The Show Soldier
Pete Hegseth learned all the wrong lessons from war and now runs one he cannot sustain
Pete Hegseth served three deployments. He led an infantry platoon in Baghdad — roughly 30 to 40 soldiers. He earned two Bronze Stars. He went to Princeton. He is not unserious in the way his critics prefer to believe.
He is unserious in a more dangerous way. He is a man who learned exactly the wrong lessons from combat and now holds the office where those lessons do the most damage.
The platoon leader's war
A platoon leader's war is immediate. It is the patrol, the firefight, the rules of engagement, the question of whether your soldiers are aggressive enough or too constrained by lawyers in air-conditioned offices. It is a real experience of war, but it is war at the narrowest aperture — the tactical level, where the only supply chain question is whether the ammo resupply truck arrives on time.

### [Given problem a]
How many lines of the entries contain the string "tile", with case counting? Reply with the number alone.
The entries that come next have no connection to the Hegseth essay.

### [Records supplied]
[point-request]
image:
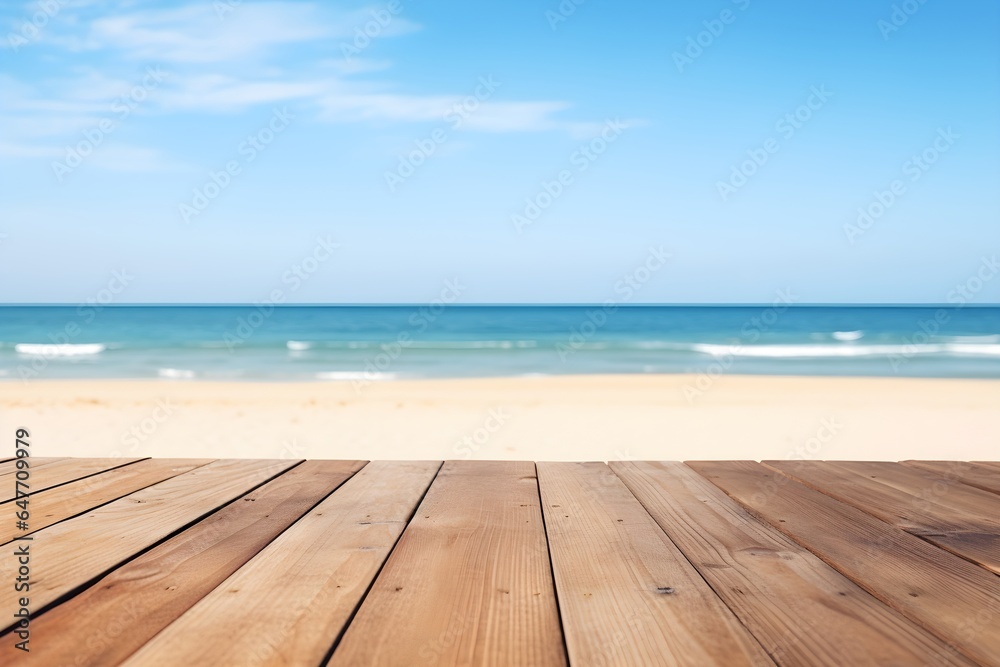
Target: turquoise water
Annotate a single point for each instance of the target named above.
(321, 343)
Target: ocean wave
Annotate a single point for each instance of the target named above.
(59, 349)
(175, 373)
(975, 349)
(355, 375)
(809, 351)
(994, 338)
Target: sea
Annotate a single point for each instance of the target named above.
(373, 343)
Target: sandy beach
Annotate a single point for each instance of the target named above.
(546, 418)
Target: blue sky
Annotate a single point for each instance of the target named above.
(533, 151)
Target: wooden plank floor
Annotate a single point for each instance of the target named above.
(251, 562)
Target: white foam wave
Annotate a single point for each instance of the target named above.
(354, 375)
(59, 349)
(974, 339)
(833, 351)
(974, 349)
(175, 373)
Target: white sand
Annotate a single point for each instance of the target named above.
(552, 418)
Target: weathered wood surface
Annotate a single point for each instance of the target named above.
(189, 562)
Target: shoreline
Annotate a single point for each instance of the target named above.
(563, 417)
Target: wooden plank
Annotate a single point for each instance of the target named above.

---

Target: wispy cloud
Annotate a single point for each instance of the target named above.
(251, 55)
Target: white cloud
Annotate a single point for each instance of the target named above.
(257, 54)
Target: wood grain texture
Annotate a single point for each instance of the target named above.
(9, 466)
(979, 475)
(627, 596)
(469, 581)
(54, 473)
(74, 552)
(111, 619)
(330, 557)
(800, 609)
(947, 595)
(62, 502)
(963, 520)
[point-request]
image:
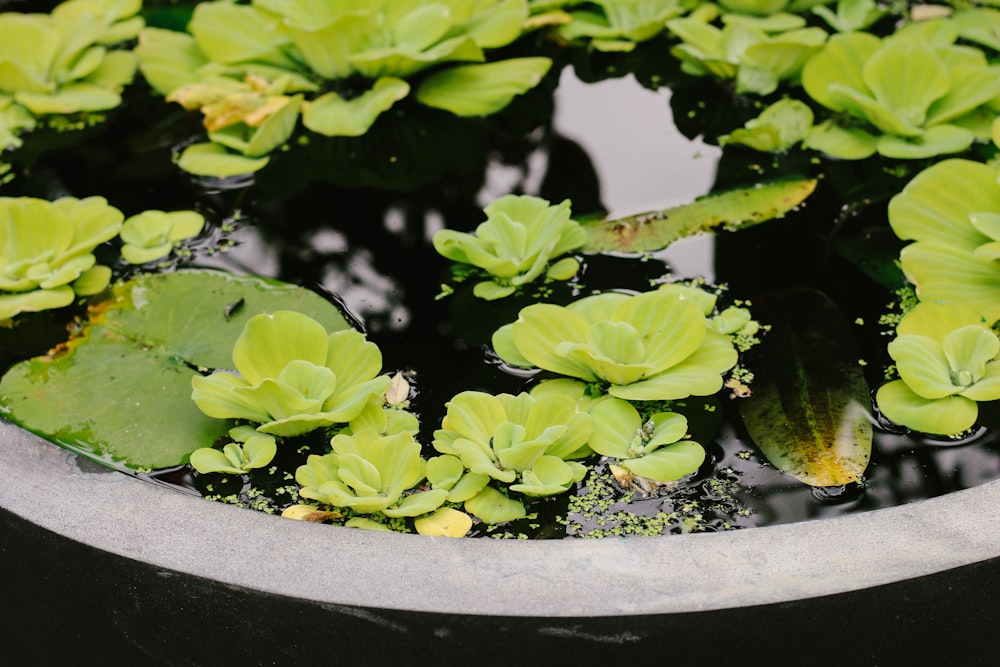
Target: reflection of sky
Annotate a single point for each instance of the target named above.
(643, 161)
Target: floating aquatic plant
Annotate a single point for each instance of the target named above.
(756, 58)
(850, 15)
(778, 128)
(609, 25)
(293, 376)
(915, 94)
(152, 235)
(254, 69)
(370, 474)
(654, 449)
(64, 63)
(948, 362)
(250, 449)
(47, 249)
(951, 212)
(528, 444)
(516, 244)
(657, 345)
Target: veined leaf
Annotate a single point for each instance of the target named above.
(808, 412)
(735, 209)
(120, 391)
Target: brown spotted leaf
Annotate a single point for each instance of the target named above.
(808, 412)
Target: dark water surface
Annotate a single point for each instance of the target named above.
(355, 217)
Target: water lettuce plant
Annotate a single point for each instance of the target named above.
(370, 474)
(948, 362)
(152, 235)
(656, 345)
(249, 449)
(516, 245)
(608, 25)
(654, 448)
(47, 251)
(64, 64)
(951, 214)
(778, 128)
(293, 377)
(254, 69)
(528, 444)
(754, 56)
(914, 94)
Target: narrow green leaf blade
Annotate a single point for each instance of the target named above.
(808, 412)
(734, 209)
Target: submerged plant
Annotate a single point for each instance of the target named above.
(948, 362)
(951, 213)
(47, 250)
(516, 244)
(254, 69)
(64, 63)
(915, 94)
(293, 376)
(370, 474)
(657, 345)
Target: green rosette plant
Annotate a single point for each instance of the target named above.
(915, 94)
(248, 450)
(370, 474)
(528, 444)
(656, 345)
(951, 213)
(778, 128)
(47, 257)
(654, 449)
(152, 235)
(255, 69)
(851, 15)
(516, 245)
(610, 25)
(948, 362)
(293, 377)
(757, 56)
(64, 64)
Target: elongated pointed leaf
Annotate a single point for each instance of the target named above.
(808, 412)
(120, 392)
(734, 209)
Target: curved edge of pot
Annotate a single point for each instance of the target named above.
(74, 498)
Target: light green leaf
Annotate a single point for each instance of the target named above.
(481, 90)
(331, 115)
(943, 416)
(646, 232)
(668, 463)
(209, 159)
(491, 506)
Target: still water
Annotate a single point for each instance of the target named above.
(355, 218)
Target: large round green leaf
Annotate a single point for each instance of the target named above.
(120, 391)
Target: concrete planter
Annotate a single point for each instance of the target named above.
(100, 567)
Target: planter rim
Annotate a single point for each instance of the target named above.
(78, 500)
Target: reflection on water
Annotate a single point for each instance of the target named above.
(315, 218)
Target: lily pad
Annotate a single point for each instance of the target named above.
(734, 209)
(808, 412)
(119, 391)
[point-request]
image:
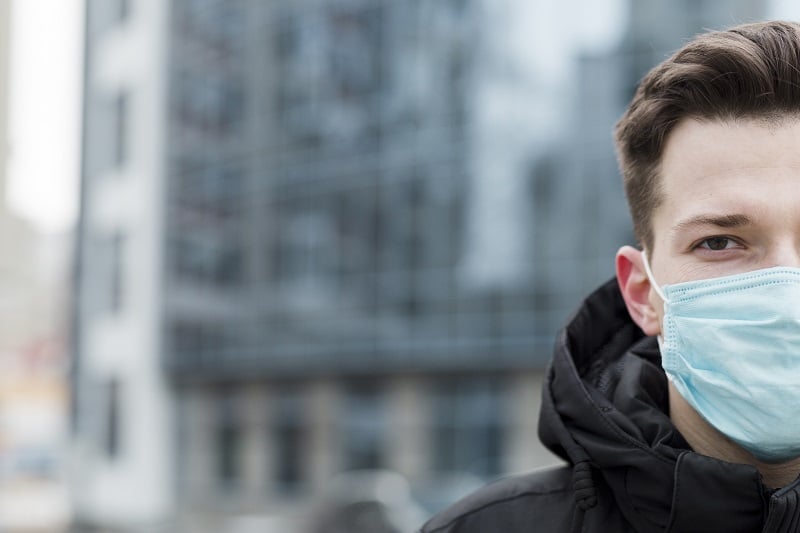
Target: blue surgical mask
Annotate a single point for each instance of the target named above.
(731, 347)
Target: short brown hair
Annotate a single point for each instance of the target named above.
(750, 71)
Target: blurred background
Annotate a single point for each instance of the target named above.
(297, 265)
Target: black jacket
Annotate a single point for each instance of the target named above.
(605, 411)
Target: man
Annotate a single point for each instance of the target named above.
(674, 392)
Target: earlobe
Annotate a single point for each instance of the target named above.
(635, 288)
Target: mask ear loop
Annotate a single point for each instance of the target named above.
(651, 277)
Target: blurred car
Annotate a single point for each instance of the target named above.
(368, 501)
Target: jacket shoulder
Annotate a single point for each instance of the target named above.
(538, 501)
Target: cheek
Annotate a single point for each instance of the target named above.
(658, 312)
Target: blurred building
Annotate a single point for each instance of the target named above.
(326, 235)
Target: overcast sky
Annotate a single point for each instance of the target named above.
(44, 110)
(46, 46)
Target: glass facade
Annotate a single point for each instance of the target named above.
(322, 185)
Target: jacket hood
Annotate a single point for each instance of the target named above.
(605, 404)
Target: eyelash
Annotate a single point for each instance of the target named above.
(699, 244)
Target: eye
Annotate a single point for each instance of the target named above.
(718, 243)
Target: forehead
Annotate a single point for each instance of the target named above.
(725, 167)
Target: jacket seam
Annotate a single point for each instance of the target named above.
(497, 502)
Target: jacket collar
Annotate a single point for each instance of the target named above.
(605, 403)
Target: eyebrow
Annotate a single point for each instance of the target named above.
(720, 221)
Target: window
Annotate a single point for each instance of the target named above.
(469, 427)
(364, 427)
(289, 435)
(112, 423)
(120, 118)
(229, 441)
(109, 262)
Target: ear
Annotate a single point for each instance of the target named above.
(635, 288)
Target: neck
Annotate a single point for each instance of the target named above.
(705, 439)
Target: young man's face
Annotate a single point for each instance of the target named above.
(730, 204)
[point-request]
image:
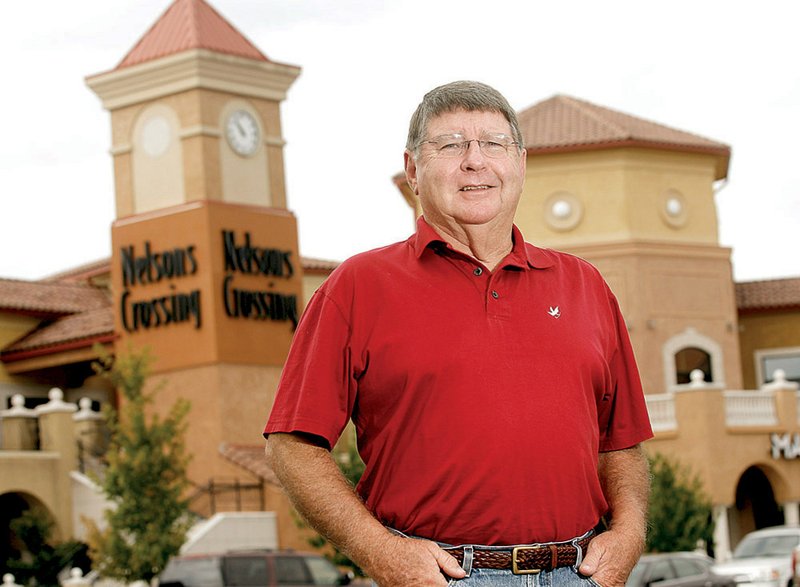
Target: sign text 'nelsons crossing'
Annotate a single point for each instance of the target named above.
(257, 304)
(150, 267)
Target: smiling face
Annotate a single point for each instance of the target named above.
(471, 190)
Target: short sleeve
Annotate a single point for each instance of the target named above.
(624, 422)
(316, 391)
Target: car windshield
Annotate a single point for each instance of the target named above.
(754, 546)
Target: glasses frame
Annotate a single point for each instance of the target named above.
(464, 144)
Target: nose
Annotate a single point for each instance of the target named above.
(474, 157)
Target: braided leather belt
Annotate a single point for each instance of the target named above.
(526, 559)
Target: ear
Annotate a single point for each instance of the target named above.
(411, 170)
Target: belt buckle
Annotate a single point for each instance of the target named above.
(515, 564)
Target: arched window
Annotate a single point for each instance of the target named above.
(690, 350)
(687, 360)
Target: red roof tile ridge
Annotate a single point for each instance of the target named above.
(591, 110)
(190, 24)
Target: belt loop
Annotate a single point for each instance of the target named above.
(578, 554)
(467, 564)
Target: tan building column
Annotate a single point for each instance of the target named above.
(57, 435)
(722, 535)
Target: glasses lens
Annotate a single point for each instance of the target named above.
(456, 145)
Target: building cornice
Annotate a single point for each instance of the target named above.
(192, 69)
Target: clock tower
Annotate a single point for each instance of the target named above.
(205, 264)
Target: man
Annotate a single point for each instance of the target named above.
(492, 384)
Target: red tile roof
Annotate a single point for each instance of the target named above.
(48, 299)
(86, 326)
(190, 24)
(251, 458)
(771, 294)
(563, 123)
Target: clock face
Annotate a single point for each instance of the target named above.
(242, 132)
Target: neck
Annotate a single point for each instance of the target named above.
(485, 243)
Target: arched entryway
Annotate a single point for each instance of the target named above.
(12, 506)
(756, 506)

### [Given problem b]
Can you return the text of the Hegseth essay from "The platoon leader's" down to "arrives on time.", copied character for character?

### [Worked answer a]
2

### [Worked answer b]
The platoon leader's war
A platoon leader's war is immediate. It is the patrol, the firefight, the rules of engagement, the question of whether your soldiers are aggressive enough or too constrained by lawyers in air-conditioned offices. It is a real experience of war, but it is war at the narrowest aperture — the tactical level, where the only supply chain question is whether the ammo resupply truck arrives on time.